**AUFGABENSTELLUNG**:
Ordne die Zeilen der Datensätze unten als nummerierte Liste an, beginnend mit der Zeile, die „In this exercise you will mark every instance of the high-rise“ enthält, bis einschließlich der Zeile, die „pixel 685 271“ enthält. Leerzeilen werden dabei weggelassen.

###

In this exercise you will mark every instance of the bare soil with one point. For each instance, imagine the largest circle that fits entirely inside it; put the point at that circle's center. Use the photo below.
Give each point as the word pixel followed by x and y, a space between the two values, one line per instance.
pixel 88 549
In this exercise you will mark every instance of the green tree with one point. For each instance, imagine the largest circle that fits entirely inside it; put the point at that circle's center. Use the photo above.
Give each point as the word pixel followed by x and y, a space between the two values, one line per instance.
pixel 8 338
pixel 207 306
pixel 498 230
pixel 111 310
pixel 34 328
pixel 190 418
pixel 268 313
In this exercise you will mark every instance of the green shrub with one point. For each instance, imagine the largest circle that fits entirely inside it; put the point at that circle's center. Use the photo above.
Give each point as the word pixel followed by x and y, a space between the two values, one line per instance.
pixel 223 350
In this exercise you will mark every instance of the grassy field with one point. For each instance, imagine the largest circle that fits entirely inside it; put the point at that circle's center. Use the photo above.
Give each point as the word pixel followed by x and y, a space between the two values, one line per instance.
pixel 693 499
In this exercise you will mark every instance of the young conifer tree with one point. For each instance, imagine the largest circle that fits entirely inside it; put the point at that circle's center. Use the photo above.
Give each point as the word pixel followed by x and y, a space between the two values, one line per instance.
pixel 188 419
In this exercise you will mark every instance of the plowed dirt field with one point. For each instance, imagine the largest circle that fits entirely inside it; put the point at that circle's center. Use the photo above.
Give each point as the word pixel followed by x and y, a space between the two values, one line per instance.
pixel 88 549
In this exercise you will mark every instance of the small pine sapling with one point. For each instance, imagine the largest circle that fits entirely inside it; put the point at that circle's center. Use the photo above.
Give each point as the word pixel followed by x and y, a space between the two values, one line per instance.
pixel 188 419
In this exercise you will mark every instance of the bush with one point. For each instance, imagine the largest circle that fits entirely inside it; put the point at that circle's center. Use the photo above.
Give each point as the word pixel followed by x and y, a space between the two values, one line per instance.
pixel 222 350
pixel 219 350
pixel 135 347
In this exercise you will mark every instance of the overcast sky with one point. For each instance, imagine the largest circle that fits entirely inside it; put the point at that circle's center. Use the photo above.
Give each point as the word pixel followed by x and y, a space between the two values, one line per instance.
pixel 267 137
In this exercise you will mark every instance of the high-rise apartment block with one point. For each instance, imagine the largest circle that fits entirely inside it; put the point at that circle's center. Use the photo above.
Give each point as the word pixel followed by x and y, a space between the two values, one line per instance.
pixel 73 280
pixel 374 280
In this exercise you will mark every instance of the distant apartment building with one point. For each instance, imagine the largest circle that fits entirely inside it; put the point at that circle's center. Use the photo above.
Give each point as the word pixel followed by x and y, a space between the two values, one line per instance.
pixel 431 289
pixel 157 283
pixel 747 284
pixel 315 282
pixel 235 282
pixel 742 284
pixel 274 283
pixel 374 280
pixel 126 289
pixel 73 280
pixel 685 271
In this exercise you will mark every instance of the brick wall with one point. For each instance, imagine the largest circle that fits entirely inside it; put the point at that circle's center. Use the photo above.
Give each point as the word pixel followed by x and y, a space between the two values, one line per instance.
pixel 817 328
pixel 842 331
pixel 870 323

###

**LÖSUNG DER AUFGABE**:
1. In this exercise you will mark every instance of the high-rise apartment block with one point. For each instance, imagine the largest circle that fits entirely inside it; put the point at that circle's center. Use the photo above.
2. Give each point as the word pixel followed by x and y, a space between the two values, one line per instance.
3. pixel 73 280
4. pixel 374 280
5. In this exercise you will mark every instance of the distant apartment building with one point. For each instance, imagine the largest circle that fits entirely inside it; put the point at that circle's center. Use the photo above.
6. Give each point as the word pixel followed by x and y, a space between the two values, one line per instance.
7. pixel 431 289
8. pixel 157 283
9. pixel 747 284
10. pixel 315 282
11. pixel 235 282
12. pixel 742 284
13. pixel 274 283
14. pixel 374 280
15. pixel 126 289
16. pixel 73 280
17. pixel 685 271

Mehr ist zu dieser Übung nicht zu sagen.